Beginning with the line containing "Where can you see the wheel", give every line again exactly as it is, ending with the last line of the entries.
━━━
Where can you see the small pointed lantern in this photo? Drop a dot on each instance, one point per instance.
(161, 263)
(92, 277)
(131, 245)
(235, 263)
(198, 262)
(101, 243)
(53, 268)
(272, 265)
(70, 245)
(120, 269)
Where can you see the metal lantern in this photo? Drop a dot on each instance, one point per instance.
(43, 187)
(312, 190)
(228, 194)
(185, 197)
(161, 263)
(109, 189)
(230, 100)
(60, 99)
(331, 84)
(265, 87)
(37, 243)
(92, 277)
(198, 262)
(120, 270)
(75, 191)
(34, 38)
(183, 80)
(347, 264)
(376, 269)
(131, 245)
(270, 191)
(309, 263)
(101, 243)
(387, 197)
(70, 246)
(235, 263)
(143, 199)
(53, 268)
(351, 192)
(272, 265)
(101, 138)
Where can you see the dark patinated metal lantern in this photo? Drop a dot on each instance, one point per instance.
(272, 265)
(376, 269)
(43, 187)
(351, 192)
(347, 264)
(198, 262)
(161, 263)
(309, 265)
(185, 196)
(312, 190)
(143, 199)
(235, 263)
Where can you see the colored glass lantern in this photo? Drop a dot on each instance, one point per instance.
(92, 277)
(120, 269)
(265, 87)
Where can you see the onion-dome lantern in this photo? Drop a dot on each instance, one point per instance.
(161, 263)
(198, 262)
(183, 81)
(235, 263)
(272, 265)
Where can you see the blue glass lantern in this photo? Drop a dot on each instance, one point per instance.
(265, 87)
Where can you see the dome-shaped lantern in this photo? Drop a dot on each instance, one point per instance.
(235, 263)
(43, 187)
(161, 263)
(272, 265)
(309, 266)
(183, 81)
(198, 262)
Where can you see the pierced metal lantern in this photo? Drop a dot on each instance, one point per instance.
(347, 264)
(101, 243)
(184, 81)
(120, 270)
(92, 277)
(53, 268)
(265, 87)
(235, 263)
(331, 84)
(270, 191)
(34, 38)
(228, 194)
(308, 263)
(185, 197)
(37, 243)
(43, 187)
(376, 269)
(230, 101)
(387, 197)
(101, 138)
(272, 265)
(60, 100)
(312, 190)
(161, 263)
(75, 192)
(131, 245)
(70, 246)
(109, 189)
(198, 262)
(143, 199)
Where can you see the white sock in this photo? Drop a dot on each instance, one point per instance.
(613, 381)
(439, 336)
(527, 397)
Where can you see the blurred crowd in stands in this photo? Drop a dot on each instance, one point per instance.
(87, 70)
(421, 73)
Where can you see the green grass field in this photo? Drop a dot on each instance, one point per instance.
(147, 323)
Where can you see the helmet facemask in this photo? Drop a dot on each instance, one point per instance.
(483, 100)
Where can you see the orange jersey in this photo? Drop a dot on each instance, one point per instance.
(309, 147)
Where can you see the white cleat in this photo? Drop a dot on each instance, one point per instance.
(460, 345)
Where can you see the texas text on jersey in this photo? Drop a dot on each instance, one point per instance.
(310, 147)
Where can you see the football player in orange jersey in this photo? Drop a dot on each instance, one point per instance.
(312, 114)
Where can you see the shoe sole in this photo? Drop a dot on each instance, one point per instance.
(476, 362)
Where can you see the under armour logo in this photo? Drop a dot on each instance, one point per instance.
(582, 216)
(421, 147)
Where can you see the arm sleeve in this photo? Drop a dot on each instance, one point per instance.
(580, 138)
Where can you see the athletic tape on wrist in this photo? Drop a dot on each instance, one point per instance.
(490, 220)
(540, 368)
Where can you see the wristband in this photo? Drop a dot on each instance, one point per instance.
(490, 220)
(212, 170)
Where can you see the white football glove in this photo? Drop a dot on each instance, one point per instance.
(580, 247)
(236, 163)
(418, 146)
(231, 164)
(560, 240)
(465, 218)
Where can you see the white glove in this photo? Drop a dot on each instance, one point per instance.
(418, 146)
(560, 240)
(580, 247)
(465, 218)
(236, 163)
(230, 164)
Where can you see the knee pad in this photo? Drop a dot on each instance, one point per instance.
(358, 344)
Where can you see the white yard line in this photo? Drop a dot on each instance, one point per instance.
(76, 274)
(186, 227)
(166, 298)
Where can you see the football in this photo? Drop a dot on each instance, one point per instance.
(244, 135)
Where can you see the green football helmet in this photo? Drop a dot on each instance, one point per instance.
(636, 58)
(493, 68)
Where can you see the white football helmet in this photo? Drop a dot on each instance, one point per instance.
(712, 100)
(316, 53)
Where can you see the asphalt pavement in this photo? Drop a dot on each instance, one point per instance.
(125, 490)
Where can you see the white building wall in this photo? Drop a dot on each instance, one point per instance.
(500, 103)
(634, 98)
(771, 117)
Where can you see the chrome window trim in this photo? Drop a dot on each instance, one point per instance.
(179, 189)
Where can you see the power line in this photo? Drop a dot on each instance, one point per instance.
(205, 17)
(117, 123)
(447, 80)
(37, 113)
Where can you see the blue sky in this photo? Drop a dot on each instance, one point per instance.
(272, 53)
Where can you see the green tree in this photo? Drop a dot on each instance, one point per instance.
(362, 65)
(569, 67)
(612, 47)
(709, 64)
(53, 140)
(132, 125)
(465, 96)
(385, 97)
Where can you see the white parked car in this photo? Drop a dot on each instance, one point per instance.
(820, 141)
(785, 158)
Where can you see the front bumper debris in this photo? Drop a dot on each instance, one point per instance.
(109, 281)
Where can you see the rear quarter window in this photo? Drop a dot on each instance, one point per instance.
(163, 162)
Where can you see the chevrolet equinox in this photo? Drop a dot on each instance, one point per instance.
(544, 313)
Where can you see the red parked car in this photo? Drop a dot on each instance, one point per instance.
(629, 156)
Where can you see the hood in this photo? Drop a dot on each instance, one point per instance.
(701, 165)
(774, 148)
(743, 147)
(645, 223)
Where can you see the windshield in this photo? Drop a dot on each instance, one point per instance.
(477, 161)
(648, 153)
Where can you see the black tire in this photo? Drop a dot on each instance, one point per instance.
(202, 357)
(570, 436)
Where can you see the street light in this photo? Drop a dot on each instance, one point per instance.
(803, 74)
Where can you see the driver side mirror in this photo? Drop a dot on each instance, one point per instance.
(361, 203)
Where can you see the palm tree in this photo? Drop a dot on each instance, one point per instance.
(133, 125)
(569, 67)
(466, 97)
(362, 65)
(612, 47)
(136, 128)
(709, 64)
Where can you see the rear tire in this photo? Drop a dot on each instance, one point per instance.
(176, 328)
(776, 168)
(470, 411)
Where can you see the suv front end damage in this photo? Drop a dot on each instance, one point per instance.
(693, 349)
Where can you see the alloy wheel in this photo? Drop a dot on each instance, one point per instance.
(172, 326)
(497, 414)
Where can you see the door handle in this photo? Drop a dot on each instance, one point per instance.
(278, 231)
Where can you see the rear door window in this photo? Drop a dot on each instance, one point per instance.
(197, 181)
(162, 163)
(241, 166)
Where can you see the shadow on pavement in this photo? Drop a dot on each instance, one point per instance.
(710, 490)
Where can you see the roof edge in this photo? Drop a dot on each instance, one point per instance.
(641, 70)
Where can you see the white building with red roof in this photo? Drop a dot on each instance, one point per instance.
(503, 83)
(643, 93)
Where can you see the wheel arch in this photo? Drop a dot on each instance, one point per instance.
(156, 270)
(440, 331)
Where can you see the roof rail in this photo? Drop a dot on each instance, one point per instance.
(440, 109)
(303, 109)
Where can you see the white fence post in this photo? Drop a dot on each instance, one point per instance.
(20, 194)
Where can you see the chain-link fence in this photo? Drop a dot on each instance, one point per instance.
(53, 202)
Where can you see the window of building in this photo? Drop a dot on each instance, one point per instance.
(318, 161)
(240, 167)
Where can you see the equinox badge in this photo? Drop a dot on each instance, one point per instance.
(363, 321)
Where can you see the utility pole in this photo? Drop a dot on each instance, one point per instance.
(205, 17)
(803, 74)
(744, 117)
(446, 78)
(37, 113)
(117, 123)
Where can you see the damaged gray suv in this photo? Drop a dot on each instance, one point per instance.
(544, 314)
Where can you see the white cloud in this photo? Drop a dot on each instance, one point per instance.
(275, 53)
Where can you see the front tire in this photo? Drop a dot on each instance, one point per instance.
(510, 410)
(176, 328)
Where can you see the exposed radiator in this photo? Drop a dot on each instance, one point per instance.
━━━
▸ Exercise output
Where can you see the wheel arch in this photo? Drop a dot on each instance, one point per instance.
(156, 270)
(440, 331)
Where can you see the roof rail in this photo? Drop a dot on each instance, one point per instance.
(440, 109)
(303, 109)
Where can you see the white fence post in this photo? Drop a dot on each instance, one point per instance.
(20, 194)
Where can you see the chain-link fence in this photo? Drop a dot on each instance, one point per instance.
(53, 202)
Where can you see the window of building in this photo? Drop a dot on each instance, one point per instance.
(318, 161)
(240, 167)
Where can you see the equinox badge in this photo? Drop a dot on each instance, one point per instance.
(363, 321)
Where can you see the utility pole in this photo? Drop a dot on each instance, one point per instance.
(205, 17)
(803, 74)
(744, 117)
(446, 78)
(37, 113)
(117, 123)
Where can you see the damaged gray suv in this photo? Drop a dot on each instance, one point per instance.
(544, 314)
Where can you see the white cloud in this photo? Drop a dot on each instance, one point per instance.
(275, 53)
Where can you see the front tire in this photo? Drop a dot on each instance, one point per instance.
(510, 410)
(176, 328)
Where can you see the exposed radiator in this photo? Drop a dot on each instance, one point per instance.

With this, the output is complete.